§ Required action: Word for word, restate all of the entries.

§ Data supplied:

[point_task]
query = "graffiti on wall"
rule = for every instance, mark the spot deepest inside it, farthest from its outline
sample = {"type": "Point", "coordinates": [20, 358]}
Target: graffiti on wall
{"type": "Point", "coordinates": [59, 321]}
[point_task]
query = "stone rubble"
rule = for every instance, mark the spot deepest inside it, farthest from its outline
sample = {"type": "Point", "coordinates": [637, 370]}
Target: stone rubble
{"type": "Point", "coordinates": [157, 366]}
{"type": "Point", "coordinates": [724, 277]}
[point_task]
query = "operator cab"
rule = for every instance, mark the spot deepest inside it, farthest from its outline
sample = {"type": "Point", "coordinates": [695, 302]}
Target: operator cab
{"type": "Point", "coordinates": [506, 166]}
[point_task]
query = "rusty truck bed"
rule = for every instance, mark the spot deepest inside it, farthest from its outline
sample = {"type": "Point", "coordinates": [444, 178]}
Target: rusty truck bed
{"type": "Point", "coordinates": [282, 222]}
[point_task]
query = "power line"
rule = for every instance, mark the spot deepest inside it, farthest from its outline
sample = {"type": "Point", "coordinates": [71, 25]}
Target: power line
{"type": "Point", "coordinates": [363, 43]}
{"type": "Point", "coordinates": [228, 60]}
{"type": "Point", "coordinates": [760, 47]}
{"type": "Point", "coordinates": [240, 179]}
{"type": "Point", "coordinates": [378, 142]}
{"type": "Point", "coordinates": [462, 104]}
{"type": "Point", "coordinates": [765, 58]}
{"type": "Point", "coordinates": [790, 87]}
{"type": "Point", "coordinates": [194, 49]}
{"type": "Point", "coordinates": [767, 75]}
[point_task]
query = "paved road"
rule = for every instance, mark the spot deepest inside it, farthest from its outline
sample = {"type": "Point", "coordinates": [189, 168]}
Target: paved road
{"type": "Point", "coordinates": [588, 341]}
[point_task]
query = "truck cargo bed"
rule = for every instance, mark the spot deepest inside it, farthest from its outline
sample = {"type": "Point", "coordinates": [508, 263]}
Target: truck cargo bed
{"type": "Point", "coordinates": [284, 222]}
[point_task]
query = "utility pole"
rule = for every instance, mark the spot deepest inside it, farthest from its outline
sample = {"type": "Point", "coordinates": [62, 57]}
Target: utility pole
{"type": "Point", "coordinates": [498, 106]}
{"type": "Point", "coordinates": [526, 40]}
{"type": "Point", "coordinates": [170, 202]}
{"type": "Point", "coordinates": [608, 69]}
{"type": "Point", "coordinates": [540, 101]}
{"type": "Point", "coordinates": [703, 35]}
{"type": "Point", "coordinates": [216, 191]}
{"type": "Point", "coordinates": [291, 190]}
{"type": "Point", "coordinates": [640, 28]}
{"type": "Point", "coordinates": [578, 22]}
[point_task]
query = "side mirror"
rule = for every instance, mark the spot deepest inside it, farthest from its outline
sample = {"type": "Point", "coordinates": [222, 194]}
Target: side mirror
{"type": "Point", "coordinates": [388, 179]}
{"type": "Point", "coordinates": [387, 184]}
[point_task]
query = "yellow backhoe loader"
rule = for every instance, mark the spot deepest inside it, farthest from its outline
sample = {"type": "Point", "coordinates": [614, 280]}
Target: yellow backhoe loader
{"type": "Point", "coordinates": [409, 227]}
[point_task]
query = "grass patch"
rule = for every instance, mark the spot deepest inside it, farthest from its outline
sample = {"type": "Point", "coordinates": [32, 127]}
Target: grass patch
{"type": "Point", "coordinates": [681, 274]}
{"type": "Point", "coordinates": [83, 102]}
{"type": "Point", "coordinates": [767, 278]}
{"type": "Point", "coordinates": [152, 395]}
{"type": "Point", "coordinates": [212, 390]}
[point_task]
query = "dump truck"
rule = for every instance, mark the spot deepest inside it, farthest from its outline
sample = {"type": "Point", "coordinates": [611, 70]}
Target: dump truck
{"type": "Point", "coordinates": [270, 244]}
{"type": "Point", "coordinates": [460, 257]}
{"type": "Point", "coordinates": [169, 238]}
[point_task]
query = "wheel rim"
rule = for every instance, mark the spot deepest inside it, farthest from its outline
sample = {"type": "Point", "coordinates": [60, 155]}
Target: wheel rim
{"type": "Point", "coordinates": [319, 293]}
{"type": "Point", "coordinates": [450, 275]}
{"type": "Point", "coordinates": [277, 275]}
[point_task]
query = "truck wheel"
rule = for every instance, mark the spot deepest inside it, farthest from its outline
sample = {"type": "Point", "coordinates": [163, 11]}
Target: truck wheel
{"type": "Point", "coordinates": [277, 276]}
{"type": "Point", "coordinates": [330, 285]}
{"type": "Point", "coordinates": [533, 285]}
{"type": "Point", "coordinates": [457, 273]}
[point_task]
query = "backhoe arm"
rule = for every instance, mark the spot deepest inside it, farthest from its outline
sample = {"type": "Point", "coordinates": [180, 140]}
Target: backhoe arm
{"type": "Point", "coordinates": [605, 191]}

§ Answer for this exercise:
[point_task]
query = "graffiti on wall"
rule = for every instance, mark the spot deepest inside it, farthest from its outline
sample = {"type": "Point", "coordinates": [20, 358]}
Target: graffiti on wall
{"type": "Point", "coordinates": [59, 321]}
[point_task]
query = "stone rubble"
rule = for every instance, mark the spot deepest inside it, farthest from its outline
sample = {"type": "Point", "coordinates": [637, 370]}
Target: stone rubble
{"type": "Point", "coordinates": [157, 366]}
{"type": "Point", "coordinates": [724, 277]}
[point_task]
query = "operator cab"
rule = for every instance, mark the spot deepest inside it, farthest from its outline
sample = {"type": "Point", "coordinates": [695, 302]}
Target: operator cab
{"type": "Point", "coordinates": [506, 166]}
[point_task]
query = "rusty truck bed"
rule = for every instance, mark the spot deepest inside it, farthest from its outline
sample = {"type": "Point", "coordinates": [444, 178]}
Target: rusty truck bed
{"type": "Point", "coordinates": [282, 222]}
[point_task]
query = "power line"
rule = for every instance, mark the spot deepest inside it, farthest from its outline
sample = {"type": "Point", "coordinates": [71, 25]}
Target: power line
{"type": "Point", "coordinates": [363, 43]}
{"type": "Point", "coordinates": [228, 60]}
{"type": "Point", "coordinates": [760, 47]}
{"type": "Point", "coordinates": [240, 179]}
{"type": "Point", "coordinates": [378, 142]}
{"type": "Point", "coordinates": [462, 104]}
{"type": "Point", "coordinates": [765, 58]}
{"type": "Point", "coordinates": [790, 87]}
{"type": "Point", "coordinates": [194, 49]}
{"type": "Point", "coordinates": [767, 75]}
[point_task]
query = "paved road"
rule = for every instance, mark the spot deepest inside it, farthest from its outline
sample = {"type": "Point", "coordinates": [189, 168]}
Target: paved road
{"type": "Point", "coordinates": [588, 341]}
[point_task]
query = "truck cargo bed"
rule = for every instance, mark the spot deepest inside it, farthest from its outline
sample = {"type": "Point", "coordinates": [508, 263]}
Target: truck cargo bed
{"type": "Point", "coordinates": [284, 222]}
[point_task]
query = "utility pole"
rule = for every instance, mark the spot deepest inside it, farthest from its outline
sample = {"type": "Point", "coordinates": [62, 57]}
Target: utility pole
{"type": "Point", "coordinates": [498, 106]}
{"type": "Point", "coordinates": [526, 40]}
{"type": "Point", "coordinates": [170, 202]}
{"type": "Point", "coordinates": [608, 69]}
{"type": "Point", "coordinates": [540, 101]}
{"type": "Point", "coordinates": [703, 35]}
{"type": "Point", "coordinates": [216, 191]}
{"type": "Point", "coordinates": [291, 190]}
{"type": "Point", "coordinates": [640, 28]}
{"type": "Point", "coordinates": [578, 22]}
[point_task]
query = "side mirror"
rule = for every instance, mark the spot deepest inside it, farthest from its outline
sample = {"type": "Point", "coordinates": [222, 194]}
Target: side mirror
{"type": "Point", "coordinates": [388, 179]}
{"type": "Point", "coordinates": [387, 184]}
[point_task]
query = "yellow backhoe loader"
rule = for every instance, mark the spot deepest inside it, farthest from its outline
sample = {"type": "Point", "coordinates": [614, 280]}
Target: yellow backhoe loader
{"type": "Point", "coordinates": [409, 227]}
[point_task]
query = "grass patch"
rule = for every instance, mark the spot deepest inside it, farthest from its outline
sample = {"type": "Point", "coordinates": [32, 127]}
Target: grass patch
{"type": "Point", "coordinates": [681, 274]}
{"type": "Point", "coordinates": [83, 102]}
{"type": "Point", "coordinates": [767, 278]}
{"type": "Point", "coordinates": [152, 395]}
{"type": "Point", "coordinates": [212, 390]}
[point_task]
query = "dump truck"
rule = for every instance, mark the spot deepest inside it, farthest from its outline
sample = {"type": "Point", "coordinates": [611, 70]}
Target: dump truck
{"type": "Point", "coordinates": [270, 244]}
{"type": "Point", "coordinates": [460, 257]}
{"type": "Point", "coordinates": [169, 238]}
[point_task]
query = "wheel rim"
rule = for every instance, mark the spot deepest inside it, farthest from its outline
sample = {"type": "Point", "coordinates": [60, 155]}
Target: wheel rim
{"type": "Point", "coordinates": [319, 293]}
{"type": "Point", "coordinates": [450, 275]}
{"type": "Point", "coordinates": [277, 275]}
[point_task]
query = "truck wheel"
rule = for every instance, mark the spot deepest inside it, farthest from its outline
sample = {"type": "Point", "coordinates": [163, 11]}
Target: truck wheel
{"type": "Point", "coordinates": [277, 276]}
{"type": "Point", "coordinates": [330, 285]}
{"type": "Point", "coordinates": [533, 285]}
{"type": "Point", "coordinates": [457, 273]}
[point_task]
query = "backhoe arm"
rule = for every instance, mark the spot deepest inside it, farthest from its outline
sample = {"type": "Point", "coordinates": [180, 140]}
Target: backhoe arm
{"type": "Point", "coordinates": [605, 191]}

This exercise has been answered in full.